— ESTRATTO —
◆ ◆ ◆ ◆ ◆ ◆ ◆
Ultimo appuntamento con la nostra rubrica “Alla scoperta dell’Opera“, in questo episodio scopriamo un’altra opera di Giuseppe Verdi: “Un ballo in maschera“.
Uno dei grandi misteri, se così si può definirlo, della carriera di Verdi, riguarda indubbiamente il rapporto del compositore con il “Re Lear” shakespeariano, la carriera di Verdi ha infatti incontrato a più riprese le opere del Bardo, ma nel corso degli anni il “Re Lear” torna a farsi sentire emergendo dalle parole di lettere e cronache come il soggetto mancato dal Maestro; è lecito però chiedersi perché un articolo riguardante “Un ballo in maschera” possa prendere avvio senza timore parlando della complessa relazione che Verdi ebbe con “Re Lear”, ma in realtà si scoprirà presto come la risposta sia molto più semplice di quanto si possa pensare.
◆ ◆ ◆ ◆ ◆ ◆ ◆
— RICHIESTA ASSEGNATA 1 —
Puoi trascrivere dall'estratto su "Un ballo in maschera" il passo che va da "Ultimo appuntamento con" a "si possa pensare."?
— RICHIESTA ASSEGNATA 2 —
Come prosegue l'estratto su "Un ballo in maschera" dopo la sua ultima frase? Scrivine il seguito.

(Elenco dei dati)
◆ ◆ ◆ ◆ ◆ ◆ ◆
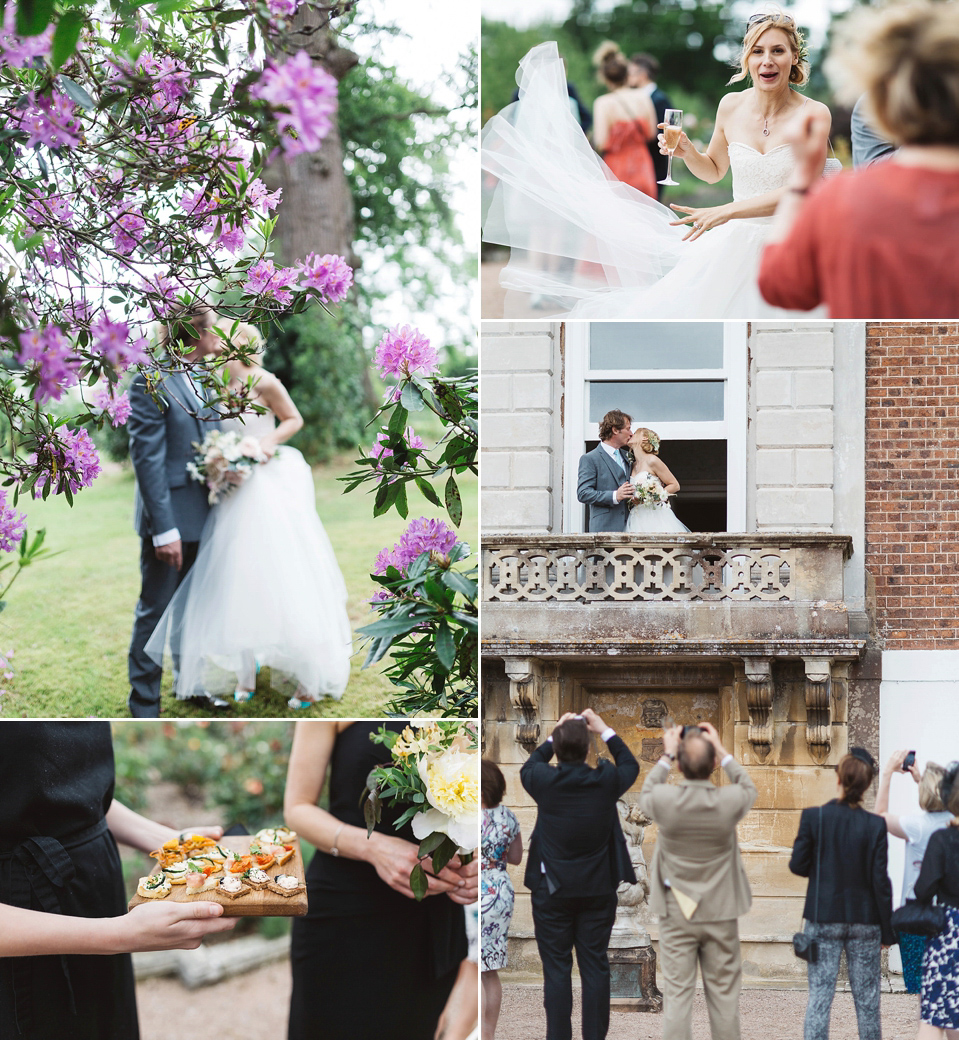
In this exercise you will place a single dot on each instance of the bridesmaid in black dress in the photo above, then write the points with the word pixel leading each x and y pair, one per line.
pixel 61 891
pixel 367 960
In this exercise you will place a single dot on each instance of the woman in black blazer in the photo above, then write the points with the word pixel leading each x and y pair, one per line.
pixel 841 849
pixel 939 878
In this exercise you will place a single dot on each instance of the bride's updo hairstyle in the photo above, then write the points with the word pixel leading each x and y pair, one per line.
pixel 906 60
pixel 649 441
pixel 775 20
pixel 611 65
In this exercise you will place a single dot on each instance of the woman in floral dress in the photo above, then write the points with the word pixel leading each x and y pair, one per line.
pixel 501 843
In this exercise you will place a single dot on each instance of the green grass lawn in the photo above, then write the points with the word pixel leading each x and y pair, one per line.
pixel 69 618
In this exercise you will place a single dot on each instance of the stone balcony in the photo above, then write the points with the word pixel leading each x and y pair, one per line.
pixel 754 596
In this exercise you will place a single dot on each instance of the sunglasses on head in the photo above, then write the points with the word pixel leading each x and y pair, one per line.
pixel 765 17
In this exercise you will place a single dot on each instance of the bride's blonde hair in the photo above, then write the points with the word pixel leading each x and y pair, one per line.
pixel 774 20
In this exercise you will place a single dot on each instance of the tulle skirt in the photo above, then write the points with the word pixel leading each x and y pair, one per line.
pixel 265 591
pixel 653 520
pixel 586 245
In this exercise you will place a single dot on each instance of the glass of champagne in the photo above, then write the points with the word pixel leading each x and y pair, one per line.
pixel 672 131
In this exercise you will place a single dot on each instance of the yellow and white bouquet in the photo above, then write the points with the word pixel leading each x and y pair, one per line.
pixel 435 773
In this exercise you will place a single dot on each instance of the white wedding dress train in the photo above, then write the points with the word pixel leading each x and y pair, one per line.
pixel 586 245
pixel 265 590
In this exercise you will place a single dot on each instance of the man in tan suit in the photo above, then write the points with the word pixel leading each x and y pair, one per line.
pixel 698 884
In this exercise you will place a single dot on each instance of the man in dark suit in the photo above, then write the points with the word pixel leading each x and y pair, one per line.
pixel 169 508
pixel 643 72
pixel 604 486
pixel 577 857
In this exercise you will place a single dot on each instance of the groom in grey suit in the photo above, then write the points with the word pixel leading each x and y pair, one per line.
pixel 170 508
pixel 604 487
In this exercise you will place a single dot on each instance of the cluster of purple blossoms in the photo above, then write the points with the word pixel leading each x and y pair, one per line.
pixel 50 121
pixel 266 281
pixel 405 351
pixel 13 525
pixel 73 461
pixel 21 51
pixel 330 275
pixel 51 355
pixel 111 341
pixel 421 536
pixel 303 96
pixel 380 450
pixel 117 407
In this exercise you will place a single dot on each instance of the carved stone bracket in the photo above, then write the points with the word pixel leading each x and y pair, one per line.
pixel 759 704
pixel 525 675
pixel 819 707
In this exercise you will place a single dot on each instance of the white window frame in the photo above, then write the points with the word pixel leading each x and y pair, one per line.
pixel 577 430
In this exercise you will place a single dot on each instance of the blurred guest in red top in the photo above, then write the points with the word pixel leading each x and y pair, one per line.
pixel 881 241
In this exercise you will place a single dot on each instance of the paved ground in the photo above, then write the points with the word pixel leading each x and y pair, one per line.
pixel 227 1010
pixel 766 1015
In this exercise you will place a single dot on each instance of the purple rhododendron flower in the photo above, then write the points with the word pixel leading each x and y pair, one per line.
pixel 111 341
pixel 21 51
pixel 127 230
pixel 13 526
pixel 303 96
pixel 265 280
pixel 404 351
pixel 50 121
pixel 330 275
pixel 74 461
pixel 118 408
pixel 51 355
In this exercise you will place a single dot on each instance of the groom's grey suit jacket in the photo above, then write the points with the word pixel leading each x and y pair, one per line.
pixel 161 444
pixel 599 476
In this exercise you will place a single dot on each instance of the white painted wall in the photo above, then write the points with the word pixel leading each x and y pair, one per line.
pixel 918 708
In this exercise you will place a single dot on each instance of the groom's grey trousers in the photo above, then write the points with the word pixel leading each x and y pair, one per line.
pixel 159 581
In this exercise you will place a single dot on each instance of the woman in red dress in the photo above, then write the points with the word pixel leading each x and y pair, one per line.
pixel 624 122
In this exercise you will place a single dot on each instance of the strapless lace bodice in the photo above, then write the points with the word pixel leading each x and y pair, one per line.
pixel 250 424
pixel 755 173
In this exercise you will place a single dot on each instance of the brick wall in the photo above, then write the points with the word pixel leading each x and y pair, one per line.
pixel 912 483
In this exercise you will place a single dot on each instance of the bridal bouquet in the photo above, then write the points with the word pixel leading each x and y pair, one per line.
pixel 435 773
pixel 224 461
pixel 649 491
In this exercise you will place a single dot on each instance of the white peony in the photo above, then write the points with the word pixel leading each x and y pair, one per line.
pixel 452 789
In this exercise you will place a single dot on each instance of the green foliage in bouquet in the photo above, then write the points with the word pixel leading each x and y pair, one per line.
pixel 447 802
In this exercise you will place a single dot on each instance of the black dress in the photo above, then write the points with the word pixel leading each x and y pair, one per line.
pixel 367 961
pixel 56 855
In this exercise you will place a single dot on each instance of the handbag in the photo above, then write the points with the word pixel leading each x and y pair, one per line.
pixel 919 918
pixel 805 947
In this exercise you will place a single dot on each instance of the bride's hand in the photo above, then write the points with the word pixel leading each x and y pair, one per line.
pixel 393 860
pixel 701 219
pixel 683 149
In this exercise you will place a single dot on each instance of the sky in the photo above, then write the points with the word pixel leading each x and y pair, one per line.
pixel 436 33
pixel 814 14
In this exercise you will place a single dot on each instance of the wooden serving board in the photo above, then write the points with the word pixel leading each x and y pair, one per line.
pixel 258 902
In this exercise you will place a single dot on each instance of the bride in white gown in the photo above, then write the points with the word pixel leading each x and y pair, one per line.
pixel 265 590
pixel 584 244
pixel 652 514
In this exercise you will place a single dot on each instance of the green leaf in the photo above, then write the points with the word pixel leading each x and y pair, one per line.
pixel 66 37
pixel 444 853
pixel 412 397
pixel 429 492
pixel 419 882
pixel 76 93
pixel 33 17
pixel 454 501
pixel 445 648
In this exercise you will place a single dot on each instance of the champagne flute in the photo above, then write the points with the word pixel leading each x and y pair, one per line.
pixel 672 131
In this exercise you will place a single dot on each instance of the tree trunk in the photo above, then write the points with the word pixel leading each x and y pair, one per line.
pixel 316 212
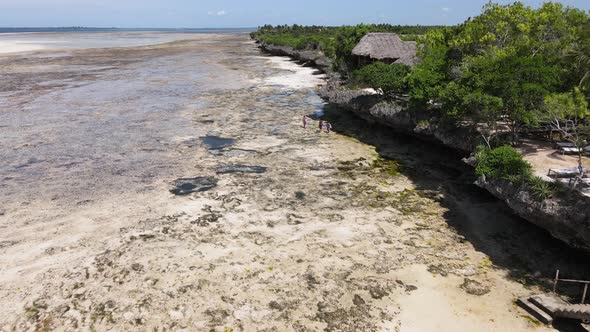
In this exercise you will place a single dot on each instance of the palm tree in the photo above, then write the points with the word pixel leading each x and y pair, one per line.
pixel 581 57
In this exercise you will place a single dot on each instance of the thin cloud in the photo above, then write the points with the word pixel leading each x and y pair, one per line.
pixel 217 13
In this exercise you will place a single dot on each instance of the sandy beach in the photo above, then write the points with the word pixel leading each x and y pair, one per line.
pixel 300 230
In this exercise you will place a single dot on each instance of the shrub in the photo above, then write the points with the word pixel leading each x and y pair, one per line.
pixel 540 188
pixel 379 75
pixel 503 163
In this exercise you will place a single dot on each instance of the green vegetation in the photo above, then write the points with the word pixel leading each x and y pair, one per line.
pixel 501 65
pixel 336 42
pixel 504 163
pixel 379 75
pixel 511 68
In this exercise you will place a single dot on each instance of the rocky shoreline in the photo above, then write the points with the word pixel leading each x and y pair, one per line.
pixel 567 217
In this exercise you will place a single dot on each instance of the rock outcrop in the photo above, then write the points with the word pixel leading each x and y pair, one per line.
pixel 566 218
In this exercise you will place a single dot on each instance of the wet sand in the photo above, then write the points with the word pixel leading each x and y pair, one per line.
pixel 323 235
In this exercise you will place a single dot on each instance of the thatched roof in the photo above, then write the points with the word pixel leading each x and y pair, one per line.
pixel 382 46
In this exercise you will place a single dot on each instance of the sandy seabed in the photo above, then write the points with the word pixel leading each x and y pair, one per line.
pixel 328 237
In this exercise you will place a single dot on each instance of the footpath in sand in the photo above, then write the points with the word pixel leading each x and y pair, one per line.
pixel 322 235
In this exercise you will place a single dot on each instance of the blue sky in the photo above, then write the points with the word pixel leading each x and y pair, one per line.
pixel 239 13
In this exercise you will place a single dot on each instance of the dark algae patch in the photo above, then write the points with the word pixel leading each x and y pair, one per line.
pixel 192 185
pixel 217 143
pixel 242 169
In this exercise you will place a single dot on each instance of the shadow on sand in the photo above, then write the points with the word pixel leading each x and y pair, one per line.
pixel 528 253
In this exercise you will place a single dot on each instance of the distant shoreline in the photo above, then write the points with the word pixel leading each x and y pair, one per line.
pixel 88 29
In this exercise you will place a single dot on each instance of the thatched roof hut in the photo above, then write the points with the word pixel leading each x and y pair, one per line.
pixel 386 47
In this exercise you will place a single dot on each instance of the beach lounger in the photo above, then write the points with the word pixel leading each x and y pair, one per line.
pixel 566 172
pixel 560 145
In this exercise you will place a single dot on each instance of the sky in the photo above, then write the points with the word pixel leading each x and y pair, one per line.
pixel 239 13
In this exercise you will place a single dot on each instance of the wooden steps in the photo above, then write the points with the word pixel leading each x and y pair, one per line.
pixel 547 307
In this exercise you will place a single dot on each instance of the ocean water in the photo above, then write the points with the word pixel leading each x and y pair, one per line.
pixel 28 39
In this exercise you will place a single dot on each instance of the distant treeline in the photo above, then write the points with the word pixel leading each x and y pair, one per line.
pixel 335 42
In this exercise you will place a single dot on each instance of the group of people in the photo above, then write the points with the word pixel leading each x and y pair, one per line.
pixel 322 124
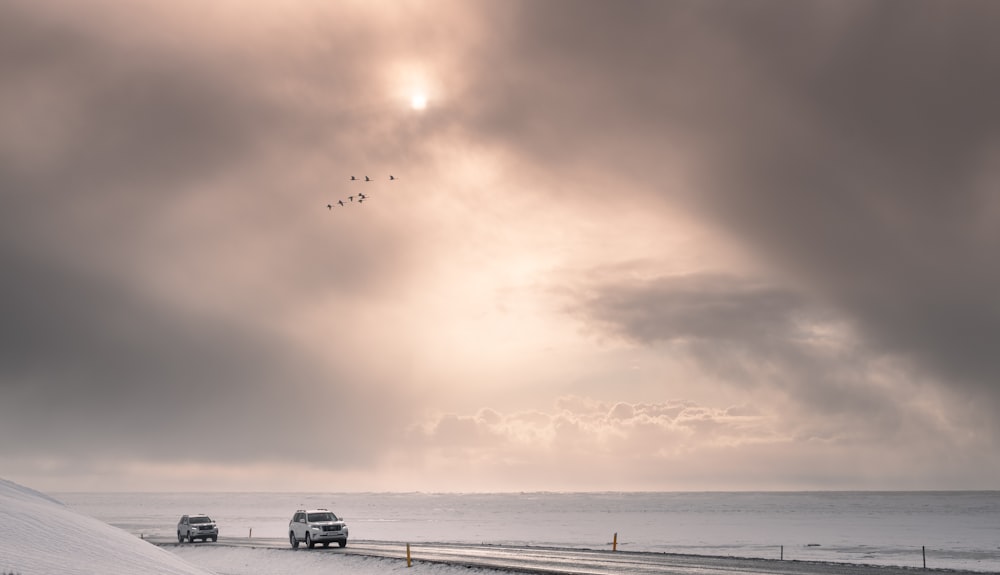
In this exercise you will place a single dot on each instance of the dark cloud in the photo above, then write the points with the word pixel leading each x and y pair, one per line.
pixel 155 163
pixel 844 144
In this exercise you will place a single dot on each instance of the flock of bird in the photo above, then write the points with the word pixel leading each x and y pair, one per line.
pixel 361 196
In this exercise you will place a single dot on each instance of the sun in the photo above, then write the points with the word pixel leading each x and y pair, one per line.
pixel 418 101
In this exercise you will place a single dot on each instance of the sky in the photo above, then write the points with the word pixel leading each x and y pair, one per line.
pixel 667 245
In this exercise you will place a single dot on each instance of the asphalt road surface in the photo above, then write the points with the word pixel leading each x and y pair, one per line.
pixel 563 561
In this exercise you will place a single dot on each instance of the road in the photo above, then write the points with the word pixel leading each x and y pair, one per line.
pixel 563 561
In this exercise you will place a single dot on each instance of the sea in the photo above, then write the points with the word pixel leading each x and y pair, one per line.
pixel 938 530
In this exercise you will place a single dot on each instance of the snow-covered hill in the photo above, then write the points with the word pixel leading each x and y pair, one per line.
pixel 41 535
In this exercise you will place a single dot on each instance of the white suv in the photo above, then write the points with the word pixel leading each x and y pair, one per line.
pixel 197 527
pixel 316 526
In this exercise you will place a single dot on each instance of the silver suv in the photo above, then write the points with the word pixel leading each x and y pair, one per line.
pixel 314 526
pixel 193 527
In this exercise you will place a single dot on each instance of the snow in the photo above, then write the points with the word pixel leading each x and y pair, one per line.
pixel 40 535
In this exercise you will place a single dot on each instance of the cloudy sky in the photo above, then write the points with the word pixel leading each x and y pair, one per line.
pixel 632 245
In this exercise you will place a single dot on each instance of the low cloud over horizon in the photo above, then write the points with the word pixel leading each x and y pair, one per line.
pixel 626 246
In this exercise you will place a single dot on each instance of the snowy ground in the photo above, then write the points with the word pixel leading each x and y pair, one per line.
pixel 41 536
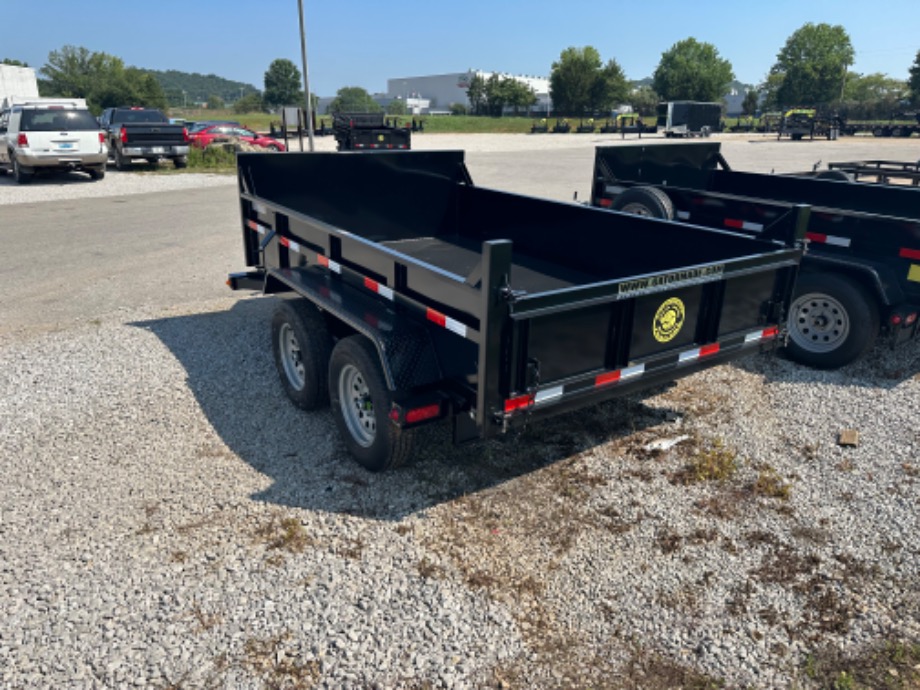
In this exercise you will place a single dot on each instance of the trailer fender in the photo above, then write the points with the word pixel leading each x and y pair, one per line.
pixel 407 353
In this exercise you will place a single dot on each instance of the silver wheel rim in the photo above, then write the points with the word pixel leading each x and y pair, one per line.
pixel 357 407
pixel 291 357
pixel 637 209
pixel 819 323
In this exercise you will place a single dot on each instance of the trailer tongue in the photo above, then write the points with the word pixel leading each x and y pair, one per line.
pixel 413 295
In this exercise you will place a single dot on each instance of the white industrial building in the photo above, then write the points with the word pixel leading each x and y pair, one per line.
pixel 443 90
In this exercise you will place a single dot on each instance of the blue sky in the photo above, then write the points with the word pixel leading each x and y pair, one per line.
pixel 362 43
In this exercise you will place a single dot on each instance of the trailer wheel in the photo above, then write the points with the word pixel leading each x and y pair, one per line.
pixel 838 175
pixel 361 403
pixel 301 343
pixel 832 321
pixel 650 202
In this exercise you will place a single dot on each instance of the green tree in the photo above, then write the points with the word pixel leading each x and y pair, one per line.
pixel 580 84
pixel 692 71
pixel 749 104
pixel 353 99
pixel 282 84
pixel 913 83
pixel 250 103
pixel 102 79
pixel 476 94
pixel 812 65
pixel 644 100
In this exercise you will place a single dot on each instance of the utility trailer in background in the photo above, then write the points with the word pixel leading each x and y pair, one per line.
pixel 689 118
pixel 861 274
pixel 369 132
pixel 411 295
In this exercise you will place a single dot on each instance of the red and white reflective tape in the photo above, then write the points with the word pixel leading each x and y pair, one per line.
pixel 290 244
pixel 697 353
pixel 548 395
pixel 380 289
pixel 329 263
pixel 828 239
pixel 445 321
pixel 619 375
pixel 765 334
pixel 736 224
pixel 258 227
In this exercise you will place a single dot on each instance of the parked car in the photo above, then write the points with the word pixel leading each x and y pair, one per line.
pixel 225 132
pixel 50 135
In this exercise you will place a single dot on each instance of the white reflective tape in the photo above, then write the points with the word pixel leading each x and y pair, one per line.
pixel 455 326
pixel 629 372
pixel 547 395
pixel 688 356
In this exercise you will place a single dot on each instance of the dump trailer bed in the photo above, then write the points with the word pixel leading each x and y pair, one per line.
pixel 861 274
pixel 488 308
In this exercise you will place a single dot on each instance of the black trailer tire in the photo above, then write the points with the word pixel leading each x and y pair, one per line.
pixel 838 175
pixel 361 404
pixel 832 321
pixel 302 345
pixel 650 202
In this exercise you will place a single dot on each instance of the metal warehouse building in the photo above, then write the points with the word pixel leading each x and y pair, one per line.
pixel 442 90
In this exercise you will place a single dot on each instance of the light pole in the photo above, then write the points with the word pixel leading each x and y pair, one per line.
◆ ◆ ◆ ◆ ◆ ◆ ◆
— RISULTATO FINALE 1 —
Ultimo appuntamento con la nostra rubrica “Alla scoperta dell’Opera“, in questo episodio scopriamo un’altra opera di Giuseppe Verdi: “Un ballo in maschera“.
Uno dei grandi misteri, se così si può definirlo, della carriera di Verdi, riguarda indubbiamente il rapporto del compositore con il “Re Lear” shakespeariano, la carriera di Verdi ha infatti incontrato a più riprese le opere del Bardo, ma nel corso degli anni il “Re Lear” torna a farsi sentire emergendo dalle parole di lettere e cronache come il soggetto mancato dal Maestro; è lecito però chiedersi perché un articolo riguardante “Un ballo in maschera” possa prendere avvio senza timore parlando della complessa relazione che Verdi ebbe con “Re Lear”, ma in realtà si scoprirà presto come la risposta sia molto più semplice di quanto si possa pensare.

— RISULTATO FINALE 2 —
Nel febbraio del 1857 il Teatro San Carlo di Napoli avviò la consueta trafila di trattative con Verdi per un’opera da rappresentarsi durante il Carnevale dell’anno successivo, e proprio in quell’occasione il compositore decise che tale opera sarebbe stata il tanto agognato “Re Lear”. Avendolo già smascherato come capolavoro mancato, è facile intuire come i piani di Verdi riguardo furono però modificati, questa volta a causa dell’inadeguatezza dei cantanti del San Carlo per i ruoli vocali pensati per il “Re Lear”. (1)
Fin dal primo momento Verdi aveva coinvolto nel progetto il librettista Antonio Somma, che sarà in grado di trovare fama, anche se per pochissimi anni prima della morte, proprio grazie al lavoro che Verdi gli affiderà. Accantonato il soggetto shakespeariano Verdi e Somma dovettero rivolgere l’attenzione altrove, e per l’esattezza puntarono lo sguardo verso la Svezia, terra che già aveva dato materiale per il teatro musicale e che già aveva interessato la vena di illustri nomi del panorama internazionale. Ad attrarre Verdi fu la figura di Gustavo III di Svezia, sovrano protagonista del “Gustave III, ou Le bal masqué” che Daniel Auber e Eugène Scribe avevano portato con gran successo sul palco dell’Opéra di Parigi nel 1833.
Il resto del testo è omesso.